WORK TO COMPLETE
Count the lines below that contain the word "glove", with case taken into account, and reply with that number only.

MATERIAL

========================

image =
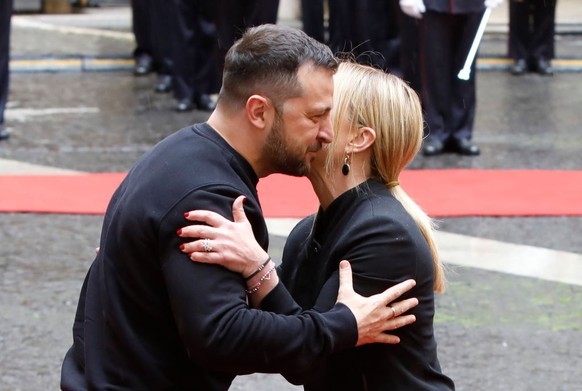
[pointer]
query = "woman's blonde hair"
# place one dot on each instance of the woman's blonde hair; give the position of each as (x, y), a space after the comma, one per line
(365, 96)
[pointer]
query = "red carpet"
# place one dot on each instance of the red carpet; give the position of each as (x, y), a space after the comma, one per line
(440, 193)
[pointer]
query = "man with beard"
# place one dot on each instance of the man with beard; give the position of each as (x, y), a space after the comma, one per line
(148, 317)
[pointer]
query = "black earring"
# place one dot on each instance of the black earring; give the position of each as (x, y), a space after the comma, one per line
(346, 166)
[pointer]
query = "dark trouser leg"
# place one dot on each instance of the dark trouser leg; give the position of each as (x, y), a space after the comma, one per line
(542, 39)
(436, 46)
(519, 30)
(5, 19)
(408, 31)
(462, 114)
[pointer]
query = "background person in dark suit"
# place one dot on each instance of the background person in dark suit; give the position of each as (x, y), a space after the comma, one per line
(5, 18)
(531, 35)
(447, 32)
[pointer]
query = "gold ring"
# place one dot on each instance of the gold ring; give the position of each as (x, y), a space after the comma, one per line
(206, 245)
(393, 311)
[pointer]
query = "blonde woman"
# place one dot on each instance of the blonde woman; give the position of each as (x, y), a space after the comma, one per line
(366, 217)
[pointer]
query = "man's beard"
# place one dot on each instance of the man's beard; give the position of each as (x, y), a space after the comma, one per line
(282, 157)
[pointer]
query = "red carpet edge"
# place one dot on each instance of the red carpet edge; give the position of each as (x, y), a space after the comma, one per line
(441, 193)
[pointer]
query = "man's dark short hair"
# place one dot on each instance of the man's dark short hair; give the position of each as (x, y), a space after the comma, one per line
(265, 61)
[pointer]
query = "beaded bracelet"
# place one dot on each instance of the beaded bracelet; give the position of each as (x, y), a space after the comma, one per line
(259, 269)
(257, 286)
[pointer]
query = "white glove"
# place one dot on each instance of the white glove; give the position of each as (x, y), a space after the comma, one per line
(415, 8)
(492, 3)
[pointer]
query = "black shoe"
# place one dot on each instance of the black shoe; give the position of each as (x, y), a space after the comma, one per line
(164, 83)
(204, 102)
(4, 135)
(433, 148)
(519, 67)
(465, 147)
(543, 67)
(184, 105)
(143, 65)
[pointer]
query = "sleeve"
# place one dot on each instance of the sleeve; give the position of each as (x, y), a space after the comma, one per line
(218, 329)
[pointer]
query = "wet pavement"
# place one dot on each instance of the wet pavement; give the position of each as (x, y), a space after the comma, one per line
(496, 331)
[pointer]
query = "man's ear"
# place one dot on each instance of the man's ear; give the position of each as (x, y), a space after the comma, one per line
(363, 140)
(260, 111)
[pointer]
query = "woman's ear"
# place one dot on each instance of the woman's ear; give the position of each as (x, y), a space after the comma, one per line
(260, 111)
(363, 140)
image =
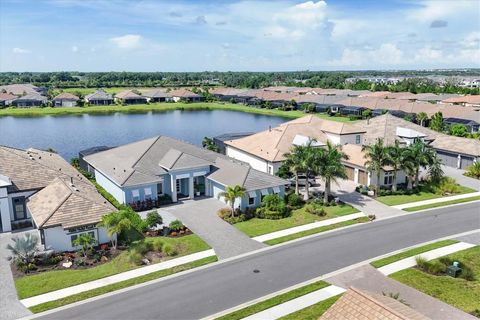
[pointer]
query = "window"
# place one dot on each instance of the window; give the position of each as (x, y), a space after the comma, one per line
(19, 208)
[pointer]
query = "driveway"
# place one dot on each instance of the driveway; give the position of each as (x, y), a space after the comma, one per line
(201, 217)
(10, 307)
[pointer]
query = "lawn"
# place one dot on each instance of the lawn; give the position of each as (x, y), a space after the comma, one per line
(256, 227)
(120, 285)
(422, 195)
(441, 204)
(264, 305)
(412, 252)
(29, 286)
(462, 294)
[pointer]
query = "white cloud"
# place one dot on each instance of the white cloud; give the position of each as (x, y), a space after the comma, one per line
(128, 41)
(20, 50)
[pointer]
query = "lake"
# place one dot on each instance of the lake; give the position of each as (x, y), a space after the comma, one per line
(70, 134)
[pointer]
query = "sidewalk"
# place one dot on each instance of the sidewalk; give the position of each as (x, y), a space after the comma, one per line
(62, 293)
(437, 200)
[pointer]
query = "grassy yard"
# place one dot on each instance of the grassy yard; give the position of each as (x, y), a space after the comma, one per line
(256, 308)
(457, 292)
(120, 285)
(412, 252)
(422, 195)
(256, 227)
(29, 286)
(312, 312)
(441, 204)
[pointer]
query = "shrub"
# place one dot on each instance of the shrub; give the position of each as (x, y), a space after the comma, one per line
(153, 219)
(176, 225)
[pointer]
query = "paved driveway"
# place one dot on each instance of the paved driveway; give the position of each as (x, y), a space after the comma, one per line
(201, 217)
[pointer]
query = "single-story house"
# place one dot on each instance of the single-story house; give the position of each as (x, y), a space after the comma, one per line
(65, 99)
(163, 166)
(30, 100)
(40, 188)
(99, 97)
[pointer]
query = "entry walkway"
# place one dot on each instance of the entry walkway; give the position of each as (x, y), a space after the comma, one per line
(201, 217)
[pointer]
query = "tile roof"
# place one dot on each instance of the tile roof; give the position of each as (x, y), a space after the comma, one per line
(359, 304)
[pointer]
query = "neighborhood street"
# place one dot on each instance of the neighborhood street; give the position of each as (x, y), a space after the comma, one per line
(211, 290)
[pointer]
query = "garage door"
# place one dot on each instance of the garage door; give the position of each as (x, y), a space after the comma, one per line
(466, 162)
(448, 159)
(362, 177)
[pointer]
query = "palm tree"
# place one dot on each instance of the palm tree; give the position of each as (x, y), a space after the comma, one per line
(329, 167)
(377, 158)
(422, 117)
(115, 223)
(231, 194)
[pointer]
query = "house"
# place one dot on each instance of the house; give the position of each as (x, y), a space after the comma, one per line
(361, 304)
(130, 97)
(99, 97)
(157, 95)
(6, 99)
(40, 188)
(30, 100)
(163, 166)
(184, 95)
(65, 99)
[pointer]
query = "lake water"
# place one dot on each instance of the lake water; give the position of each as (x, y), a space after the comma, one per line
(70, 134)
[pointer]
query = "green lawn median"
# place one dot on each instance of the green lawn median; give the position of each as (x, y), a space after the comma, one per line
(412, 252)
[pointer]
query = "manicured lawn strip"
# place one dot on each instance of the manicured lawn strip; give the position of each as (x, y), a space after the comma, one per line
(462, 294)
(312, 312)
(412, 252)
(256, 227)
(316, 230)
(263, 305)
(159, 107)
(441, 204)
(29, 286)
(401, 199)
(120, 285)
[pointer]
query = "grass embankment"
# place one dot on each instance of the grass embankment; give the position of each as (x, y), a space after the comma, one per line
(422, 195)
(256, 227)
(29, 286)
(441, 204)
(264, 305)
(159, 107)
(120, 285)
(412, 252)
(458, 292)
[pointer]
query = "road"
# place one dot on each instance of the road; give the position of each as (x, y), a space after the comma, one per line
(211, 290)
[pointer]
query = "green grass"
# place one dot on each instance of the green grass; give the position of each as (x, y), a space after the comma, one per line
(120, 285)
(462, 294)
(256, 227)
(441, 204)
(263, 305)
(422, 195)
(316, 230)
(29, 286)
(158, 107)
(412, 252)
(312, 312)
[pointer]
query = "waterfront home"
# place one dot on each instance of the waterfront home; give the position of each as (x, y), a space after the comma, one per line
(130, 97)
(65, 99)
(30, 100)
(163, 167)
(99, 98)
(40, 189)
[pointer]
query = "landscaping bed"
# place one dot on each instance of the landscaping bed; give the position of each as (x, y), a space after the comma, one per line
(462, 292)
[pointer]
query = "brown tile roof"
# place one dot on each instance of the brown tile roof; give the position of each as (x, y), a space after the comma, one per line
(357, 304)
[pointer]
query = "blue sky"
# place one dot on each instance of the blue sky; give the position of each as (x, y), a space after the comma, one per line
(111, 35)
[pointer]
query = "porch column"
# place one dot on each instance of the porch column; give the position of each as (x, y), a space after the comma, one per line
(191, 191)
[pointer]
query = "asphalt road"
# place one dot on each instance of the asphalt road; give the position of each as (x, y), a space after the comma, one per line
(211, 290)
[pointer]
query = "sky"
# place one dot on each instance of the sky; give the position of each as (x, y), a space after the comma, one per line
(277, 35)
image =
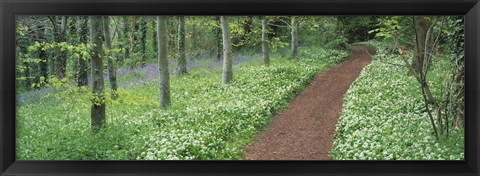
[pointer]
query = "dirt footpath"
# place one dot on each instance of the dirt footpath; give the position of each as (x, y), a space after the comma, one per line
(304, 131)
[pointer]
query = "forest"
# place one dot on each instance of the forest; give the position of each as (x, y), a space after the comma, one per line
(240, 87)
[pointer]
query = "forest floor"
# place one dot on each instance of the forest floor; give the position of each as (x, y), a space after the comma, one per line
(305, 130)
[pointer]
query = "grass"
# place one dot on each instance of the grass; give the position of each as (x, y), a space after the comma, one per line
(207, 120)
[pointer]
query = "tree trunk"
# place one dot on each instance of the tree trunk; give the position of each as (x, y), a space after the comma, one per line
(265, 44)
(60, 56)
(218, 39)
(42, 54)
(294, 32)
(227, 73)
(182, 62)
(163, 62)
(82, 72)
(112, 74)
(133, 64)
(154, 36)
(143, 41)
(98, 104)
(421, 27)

========================

EXPECTED OUTPUT
2